====== Document extract

The run time needed to recover parameters is approximately 7 minutes on a 2020 Macbook Pro. This is about a 10x slowdown when compared to the simple DDM recovery. This increase in run time is due to inclusion of across-trial variability in the drift rate. As discussed in Section “Across-trial variability,” including across-trial variability in the drift rate involves an integration over many likelihood functions which covers the distribution of drift rates. We find that \(N_{\mu } = 10\) integration points is sufficient for parameter recovery, meaning that we need to solve for 10 likelihood functions, leading to our 10x slowdown. Across-trial variability in the start point contributes nothing to the run time, while the non-decision variability causes only a tiny increase in run time.

Leaky integration

The third model we recover parameters from is the leakage model discussed in Section “Pre-coded models.” Recovering the leakage parameter from a single condition EAM can be challenging, so we instead simulate a slightly more complicated data set with two conditions: low decision threshold \(b_{1}\) (condition 1) and high decision threshold \(b_{2}\) (condition 2). This mimics a speed/accuracy trade-off scenario. The remaining parameters are shared between the two conditions and only the threshold parameter b differs between the two simulated conditions.

To validate PyBEAM’s parameter recovery for the leakage EAM, we follow the process outlined at the beginning of the results section. We simulate 500 data points for each condition (1000 total data points). Then, we use PyBEAM to find the model parameters which best describe this data. We report the results of parameter recovery in Fig. 5.

============
====== Information shown

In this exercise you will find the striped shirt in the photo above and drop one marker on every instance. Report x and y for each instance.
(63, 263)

============

**Set task 1**
Does each statement below agree with the parameter recovery text? Answer yes or no for each, quoting the words of the text that decide it.
(a) Recovering parameters takes about 7 minutes on a 2020 Macbook Pro.
(b) Across-trial variability in the start point adds substantially to the run time.
(c) The simulated leakage data set contains 500 data points in total.
**Set task 2**
Can you carry on the parameter recovery text from its last sentence?
The material above comes from a separate source.

**Written reply 1**
(a) Yes: "The run time needed to recover parameters is approximately 7 minutes on a 2020 Macbook Pro."
(b) No: "Across-trial variability in the start point contributes nothing to the run time"
(c) No: "We simulate 500 data points for each condition (1000 total data points)."

**Written reply 2**
Fig. 5
figure 5

Results from the leaky integration example. A) Likelihood validation (A1) and posterior predictive (A2) for condition 1, low caution. In A1, we plot the PyBEAM solution in red and the analytic solution in blue. In A2, the PyBEAM data fit is in red while the simulated data is grey. B) Likelihood validation (B1) and posterior predictive (B2) for condition 2, high caution. Colors have same meaning as in A. C) Posteriors for both conditions. Vertical blue lines indicate the true parameter values, while the grey bars are the PyBEAM posteriors. The non-decision time (C1), relative start (C2), drift (C3), and leakage (C4) posteriors are shared between conditions with true values of \(t_{nd}=0.25\), \(w=0.5\), \(\mu = 1\), and \(l = 3\), respectively. The threshold locations for the low caution \(b_{1}\) and high caution \(b_{2}\) conditions are displayed in C5 and C6, with true values of \(b_{1} = 0.5\) and \(b_{2}\) = 0.75, respectively

In panel groups A and B of Fig. 5, we report the likelihood validation and posterior predictive plots for condition 1 (low b) and condition 2 (high b), respectively. As with the previous example, likelihood validation compares the PyBEAM likelihood to the analytic (Buonocore, Giorno, Nobile, & Ricciardi, 1990; Smith, 2000) for the known generating parameters while the posterior predictive panels compare the data to the RT distributions resulting from the PyBEAM model fits. Results demonstrate that once again, PyBEAM produces highly accurate likelihood functions and fits the generating data well.

Panel group C displays the posteriors for both fits. We find that the shared parameters - non-decision time, relative start, drift, and leakage - have posteriors (grey) which closely match the true values (blue lines). The individual caution parameters \(b_{1}\) and \(b_{2}\) also match expectation closely. Parameter recovery is once again highly efficient, taking approximately a minute on a 2020 MacBook Pro.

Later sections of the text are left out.